═══ INPUT MATERIAL ═══

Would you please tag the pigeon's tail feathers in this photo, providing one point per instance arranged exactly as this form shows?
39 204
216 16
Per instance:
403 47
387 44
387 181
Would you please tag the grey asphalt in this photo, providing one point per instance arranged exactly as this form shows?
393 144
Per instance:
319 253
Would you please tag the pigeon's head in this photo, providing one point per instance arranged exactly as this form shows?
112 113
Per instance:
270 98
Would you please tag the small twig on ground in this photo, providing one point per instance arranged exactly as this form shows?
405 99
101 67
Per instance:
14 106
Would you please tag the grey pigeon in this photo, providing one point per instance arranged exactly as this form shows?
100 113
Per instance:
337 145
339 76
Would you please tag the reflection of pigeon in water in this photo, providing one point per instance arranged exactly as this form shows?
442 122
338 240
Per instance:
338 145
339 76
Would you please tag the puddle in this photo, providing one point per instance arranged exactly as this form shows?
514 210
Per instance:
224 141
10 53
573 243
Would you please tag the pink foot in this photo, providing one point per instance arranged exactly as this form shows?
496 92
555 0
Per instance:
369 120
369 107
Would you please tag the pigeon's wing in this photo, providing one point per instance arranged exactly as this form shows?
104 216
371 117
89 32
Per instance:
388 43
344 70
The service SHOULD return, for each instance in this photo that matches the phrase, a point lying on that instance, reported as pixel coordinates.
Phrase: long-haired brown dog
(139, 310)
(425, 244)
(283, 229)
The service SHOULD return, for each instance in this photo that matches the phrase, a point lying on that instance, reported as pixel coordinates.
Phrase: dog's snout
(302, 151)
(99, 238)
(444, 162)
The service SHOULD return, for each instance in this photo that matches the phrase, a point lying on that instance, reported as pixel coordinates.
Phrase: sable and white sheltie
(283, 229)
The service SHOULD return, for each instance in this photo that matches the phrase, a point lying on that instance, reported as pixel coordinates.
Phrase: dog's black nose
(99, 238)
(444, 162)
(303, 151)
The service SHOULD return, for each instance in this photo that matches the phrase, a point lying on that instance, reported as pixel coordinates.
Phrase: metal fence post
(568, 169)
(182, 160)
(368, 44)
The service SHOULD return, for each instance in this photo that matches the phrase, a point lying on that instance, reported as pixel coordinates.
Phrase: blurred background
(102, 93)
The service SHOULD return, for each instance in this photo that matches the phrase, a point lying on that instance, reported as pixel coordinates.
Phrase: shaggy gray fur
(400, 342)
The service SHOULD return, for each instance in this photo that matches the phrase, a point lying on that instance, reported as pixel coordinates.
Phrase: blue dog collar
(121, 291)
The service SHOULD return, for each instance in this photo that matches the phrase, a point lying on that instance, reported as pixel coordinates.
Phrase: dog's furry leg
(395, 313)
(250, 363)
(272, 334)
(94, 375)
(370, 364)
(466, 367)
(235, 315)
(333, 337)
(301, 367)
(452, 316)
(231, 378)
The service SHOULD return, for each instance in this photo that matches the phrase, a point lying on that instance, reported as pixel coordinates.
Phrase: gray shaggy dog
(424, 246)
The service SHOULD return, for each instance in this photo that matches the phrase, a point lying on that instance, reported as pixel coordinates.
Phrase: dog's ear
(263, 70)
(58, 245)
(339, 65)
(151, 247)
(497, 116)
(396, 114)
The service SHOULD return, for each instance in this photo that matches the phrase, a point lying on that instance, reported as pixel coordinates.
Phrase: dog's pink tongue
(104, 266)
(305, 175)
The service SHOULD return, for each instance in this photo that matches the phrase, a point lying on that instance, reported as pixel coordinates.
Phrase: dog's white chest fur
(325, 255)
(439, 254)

═══

(WHAT THE TASK REQUIRES):
Retype each record, matching it exactly.

(RESPONSE FOR THIS EXERCISE):
Would you please tag the pigeon's tail feathers in this photo, providing one point per instance arranged exactly as this form shows?
39 204
216 16
Per instance:
403 47
387 44
387 181
Would you please tag the grey asphalt in this photo, providing one point per instance arranged exactly as this form shows?
393 144
Per instance:
319 253
Would you please tag the pigeon's head in this photo, providing one point per instance arranged exactly as this form shows?
112 113
Per instance:
270 98
Would you please tag the small twig on ground in this photo, providing one point per instance arranged exactly as this form shows?
405 99
101 67
Per instance:
14 106
Would you please tag the grey pigeon in this photo, providing one point per instance arranged exactly as this form shows?
100 113
Per instance:
337 145
339 76
Would you please tag the reflection of pigeon in water in this photo, providing one point per instance arranged exactly as this form shows?
442 122
338 240
Per instance:
338 145
339 76
Would you please tag the puddle in this photo, providing one point per instance arranged exactly as this form shows?
514 210
Per instance:
224 141
10 53
573 243
Would you please tag the pink foot in this photo, providing one point per instance arranged exactly as this form shows?
496 92
555 0
Per instance:
369 120
369 107
Would you please tag the pigeon's wing in this photo, providing one point per instance arranged exactly as this form shows?
104 216
371 117
89 32
Per instance:
388 43
344 70
The service SHOULD return, for each instance in this photo that matches the phrase, a point lying on that instance, reported as pixel coordinates.
Phrase: long-haired brown dog
(139, 310)
(425, 244)
(283, 229)
The service SHOULD return, for each instance in this photo that matches the phrase, a point lying on that instance, reported as pixel coordinates.
Phrase: dog's snout
(302, 151)
(99, 238)
(444, 162)
The service SHOULD return, for each instance in this photo that matches the phrase, a point lying on that instance, reported as pixel coordinates.
Phrase: sable and white sheltie
(283, 229)
The service SHOULD return, for each instance in this photo that matches the phrase, a point lying on that instance, reported as pixel coordinates.
Phrase: dog's black nose
(99, 238)
(444, 162)
(303, 151)
The service SHOULD return, for each instance in this photo that matches the phrase, a point lying on that instance, reported as pixel coordinates.
Phrase: metal fence post
(568, 169)
(182, 160)
(368, 44)
The service SHOULD return, for each instance in this photo that matches the phrase, a point lying on that instance, reported as pixel coordinates.
Phrase: blurred background
(102, 93)
The service SHOULD return, for each instance in this photo that matches the phrase, a point lying on that instance, reported as pixel coordinates.
Phrase: shaggy gray fur
(400, 342)
The service SHOULD return, for each instance in this photo that matches the phrase, a point lying on that instance, reported as pixel coordinates.
Phrase: blue dog collar
(121, 291)
The service SHOULD return, for each instance in this photo that matches the phrase, a point lying on that instance, reported as pixel coordinates.
Phrase: dog's furry leg
(395, 313)
(250, 363)
(272, 334)
(94, 375)
(370, 364)
(466, 367)
(235, 315)
(333, 337)
(301, 367)
(452, 316)
(231, 378)
The service SHOULD return, for each instance in this photo that matches the phrase, a point lying on that instance, reported as pixel coordinates.
Phrase: gray shaggy dog
(424, 246)
The service SHOULD return, for each instance in this photo that matches the phrase, a point lying on that instance, reported as pixel coordinates.
Phrase: dog's ear
(263, 70)
(58, 245)
(339, 65)
(151, 247)
(497, 116)
(396, 114)
The service SHOULD return, for each instance in this photo that matches the phrase, a point lying on that instance, reported as pixel coordinates.
Phrase: dog's pink tongue
(104, 266)
(305, 175)
The service SHOULD return, for each instance in this photo that matches the phrase, a point lying on that instance, reported as pixel coordinates.
Phrase: dog's white chest fur
(325, 255)
(439, 254)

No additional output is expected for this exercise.